++++ DOCUMENT SOURCE

Photo: Le bâtiment de la faculté de théologie ©UniNe/Mario Cafiso

Propos recueillis par Joël Burri

Est-ce que fermer une faculté de théologie est un acte politique?

Oui, c’est un acte politique, surtout quand il s’inscrit dans une longue histoire: Neuchâtel a une faculté de théologie depuis des siècles. C’est vrai que ce n’est jamais de gaité de cœur qu’un gouvernement, avec le rectorat, prend une décision de fermer une faculté. Néanmoins dans le contexte dans lequel vit aujourd’hui le canton de Neuchâtel, la situation financière nous a évidemment obligés à réfléchir de manière différente qu’il y a quelques années encore. En regard du nombre d’étudiants neuchâtelois inscrits en théologie –entre deux et trois étudiants par année- cela faisait sens de mettre sur pied une convention de collaboration avec Vaud et Genève. Je pense qu’il est important que l’on puisse trouver ensemble des synergies, notamment dans un domaine où l’on a plutôt peu d’étudiants.

Mais une faculté, ce n’est pas qu’un enseignement, ce sont aussi des travaux de recherche et d’analyse. Ne craignez-vous pas de perdre cette expertise sur un sujet sensible dans notre société?

Mais on ne la perd pas cette expertise! Elle reste organisée sur la Suisse romande. Très clairement, on est dans un territoire où l’on a une densité forte de facultés de théologie. Il y a des facultés sur Vaud et Genève. Sur Fribourg aussi, en ce qui concerne la théologie catholique. Donc clairement on n’abandonne rien, mais on crée des synergies. Cette mise en commun nous permet d’avoir de vrais experts et de jouer ce rôle d’expertise, sur un domaine bien plus vaste que les seules frontières cantonales.

++++++++
++++ DONNÉES AFFICHÉES

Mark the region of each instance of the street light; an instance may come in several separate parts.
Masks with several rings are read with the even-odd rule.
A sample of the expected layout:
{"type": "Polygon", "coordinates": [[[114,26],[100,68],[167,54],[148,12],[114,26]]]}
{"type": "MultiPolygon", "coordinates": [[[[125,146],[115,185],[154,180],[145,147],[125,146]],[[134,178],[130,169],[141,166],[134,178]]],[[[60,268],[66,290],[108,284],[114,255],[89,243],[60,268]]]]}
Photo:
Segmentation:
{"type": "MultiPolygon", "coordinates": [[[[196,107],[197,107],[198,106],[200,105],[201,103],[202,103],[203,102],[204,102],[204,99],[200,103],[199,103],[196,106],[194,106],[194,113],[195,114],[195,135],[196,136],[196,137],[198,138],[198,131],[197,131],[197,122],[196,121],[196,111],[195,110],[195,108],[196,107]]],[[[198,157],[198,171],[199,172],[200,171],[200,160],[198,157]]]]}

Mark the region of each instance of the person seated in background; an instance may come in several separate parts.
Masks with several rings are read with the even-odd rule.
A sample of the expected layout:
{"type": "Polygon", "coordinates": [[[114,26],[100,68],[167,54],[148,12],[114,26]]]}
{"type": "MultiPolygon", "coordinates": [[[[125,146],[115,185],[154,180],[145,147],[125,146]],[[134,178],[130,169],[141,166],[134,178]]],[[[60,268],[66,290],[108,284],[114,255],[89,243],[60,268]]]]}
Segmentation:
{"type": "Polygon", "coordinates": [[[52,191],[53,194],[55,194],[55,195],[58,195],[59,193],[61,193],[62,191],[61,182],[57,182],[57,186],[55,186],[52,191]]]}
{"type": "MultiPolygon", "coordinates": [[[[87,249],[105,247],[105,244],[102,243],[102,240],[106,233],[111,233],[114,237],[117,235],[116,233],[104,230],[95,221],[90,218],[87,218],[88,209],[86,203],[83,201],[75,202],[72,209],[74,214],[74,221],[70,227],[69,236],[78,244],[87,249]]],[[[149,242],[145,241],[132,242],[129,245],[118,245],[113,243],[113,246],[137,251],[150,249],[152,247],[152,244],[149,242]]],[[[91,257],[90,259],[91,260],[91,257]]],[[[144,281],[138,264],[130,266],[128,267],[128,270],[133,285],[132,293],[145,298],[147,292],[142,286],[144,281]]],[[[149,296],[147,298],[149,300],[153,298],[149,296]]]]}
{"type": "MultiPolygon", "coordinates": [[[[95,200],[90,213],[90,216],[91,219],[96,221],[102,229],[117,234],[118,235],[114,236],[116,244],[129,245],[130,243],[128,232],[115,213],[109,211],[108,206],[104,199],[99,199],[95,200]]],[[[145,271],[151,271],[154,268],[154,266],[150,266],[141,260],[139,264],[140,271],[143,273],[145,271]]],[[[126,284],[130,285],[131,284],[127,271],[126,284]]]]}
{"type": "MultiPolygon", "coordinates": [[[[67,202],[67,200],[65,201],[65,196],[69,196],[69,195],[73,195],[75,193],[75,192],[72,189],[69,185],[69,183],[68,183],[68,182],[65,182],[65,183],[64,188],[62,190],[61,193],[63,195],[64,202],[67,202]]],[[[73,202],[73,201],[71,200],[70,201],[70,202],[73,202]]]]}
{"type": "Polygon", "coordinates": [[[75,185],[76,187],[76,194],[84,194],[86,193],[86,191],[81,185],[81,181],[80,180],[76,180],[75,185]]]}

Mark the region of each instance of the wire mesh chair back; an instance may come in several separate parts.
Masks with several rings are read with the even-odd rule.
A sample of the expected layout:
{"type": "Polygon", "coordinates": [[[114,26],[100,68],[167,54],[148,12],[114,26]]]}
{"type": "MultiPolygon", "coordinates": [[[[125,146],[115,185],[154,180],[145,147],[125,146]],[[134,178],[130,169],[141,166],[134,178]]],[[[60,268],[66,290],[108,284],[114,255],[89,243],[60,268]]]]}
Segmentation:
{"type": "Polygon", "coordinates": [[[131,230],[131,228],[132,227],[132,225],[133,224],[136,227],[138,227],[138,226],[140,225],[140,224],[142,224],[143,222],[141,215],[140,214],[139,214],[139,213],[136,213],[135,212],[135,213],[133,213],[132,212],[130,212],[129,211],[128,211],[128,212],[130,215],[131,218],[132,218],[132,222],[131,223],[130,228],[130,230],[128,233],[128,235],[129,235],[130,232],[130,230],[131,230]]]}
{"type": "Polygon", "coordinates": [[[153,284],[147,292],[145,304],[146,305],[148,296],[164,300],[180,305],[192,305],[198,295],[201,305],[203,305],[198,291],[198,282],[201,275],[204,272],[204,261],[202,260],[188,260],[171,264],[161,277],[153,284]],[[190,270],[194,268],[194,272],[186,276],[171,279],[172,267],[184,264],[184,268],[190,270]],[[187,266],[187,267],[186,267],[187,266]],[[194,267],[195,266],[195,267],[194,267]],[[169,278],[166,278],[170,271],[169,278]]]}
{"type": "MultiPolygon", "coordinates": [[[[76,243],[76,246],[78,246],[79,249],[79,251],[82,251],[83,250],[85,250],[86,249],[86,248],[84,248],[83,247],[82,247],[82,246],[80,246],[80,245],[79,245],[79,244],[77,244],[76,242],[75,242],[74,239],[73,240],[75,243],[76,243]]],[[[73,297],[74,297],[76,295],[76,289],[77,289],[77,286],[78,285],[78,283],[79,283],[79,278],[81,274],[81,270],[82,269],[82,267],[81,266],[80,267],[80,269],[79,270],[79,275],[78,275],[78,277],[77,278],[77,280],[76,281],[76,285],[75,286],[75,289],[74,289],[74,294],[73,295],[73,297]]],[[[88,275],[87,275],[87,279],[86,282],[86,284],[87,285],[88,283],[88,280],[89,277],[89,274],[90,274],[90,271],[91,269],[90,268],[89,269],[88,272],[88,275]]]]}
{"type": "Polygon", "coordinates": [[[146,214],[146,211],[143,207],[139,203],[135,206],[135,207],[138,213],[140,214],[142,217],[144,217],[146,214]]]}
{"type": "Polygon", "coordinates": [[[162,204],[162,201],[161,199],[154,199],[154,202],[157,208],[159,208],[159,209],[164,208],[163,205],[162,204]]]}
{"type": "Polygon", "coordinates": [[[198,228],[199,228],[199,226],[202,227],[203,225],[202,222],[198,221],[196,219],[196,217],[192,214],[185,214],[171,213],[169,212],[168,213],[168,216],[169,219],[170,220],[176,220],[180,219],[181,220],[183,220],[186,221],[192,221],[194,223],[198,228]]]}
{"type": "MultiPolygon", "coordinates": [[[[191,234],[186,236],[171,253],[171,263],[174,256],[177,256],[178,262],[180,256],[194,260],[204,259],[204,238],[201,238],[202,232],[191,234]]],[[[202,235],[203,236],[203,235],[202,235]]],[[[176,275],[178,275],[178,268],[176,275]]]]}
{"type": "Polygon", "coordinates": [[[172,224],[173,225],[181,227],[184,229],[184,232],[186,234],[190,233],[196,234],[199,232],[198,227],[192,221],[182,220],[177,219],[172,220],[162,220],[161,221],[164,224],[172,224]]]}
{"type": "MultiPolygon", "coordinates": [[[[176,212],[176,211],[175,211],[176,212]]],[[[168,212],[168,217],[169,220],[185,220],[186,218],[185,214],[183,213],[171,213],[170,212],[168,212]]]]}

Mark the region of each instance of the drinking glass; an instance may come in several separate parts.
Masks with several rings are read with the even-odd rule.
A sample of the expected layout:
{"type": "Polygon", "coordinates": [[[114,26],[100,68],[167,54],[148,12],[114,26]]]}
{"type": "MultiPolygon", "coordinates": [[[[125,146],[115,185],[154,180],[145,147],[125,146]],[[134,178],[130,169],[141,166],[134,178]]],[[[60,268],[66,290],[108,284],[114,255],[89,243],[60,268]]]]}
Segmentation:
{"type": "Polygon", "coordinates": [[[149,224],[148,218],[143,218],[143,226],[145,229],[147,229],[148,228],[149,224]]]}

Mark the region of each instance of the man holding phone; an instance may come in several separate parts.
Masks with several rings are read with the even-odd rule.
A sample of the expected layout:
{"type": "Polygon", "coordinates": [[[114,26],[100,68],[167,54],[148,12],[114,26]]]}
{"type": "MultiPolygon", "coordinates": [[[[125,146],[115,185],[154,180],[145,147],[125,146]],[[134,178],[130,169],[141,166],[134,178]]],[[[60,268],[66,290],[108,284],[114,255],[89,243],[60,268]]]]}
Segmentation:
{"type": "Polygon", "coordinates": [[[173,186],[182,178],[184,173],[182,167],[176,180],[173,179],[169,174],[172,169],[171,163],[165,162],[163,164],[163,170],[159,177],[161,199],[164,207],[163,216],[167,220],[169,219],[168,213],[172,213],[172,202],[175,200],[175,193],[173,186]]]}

++++++++

» PETIT EXERCICE
D'après le document source, combien d'étudiants neuchâtelois s'inscrivent en théologie chaque année ?

» SOLUTION
Entre deux et trois étudiants par année.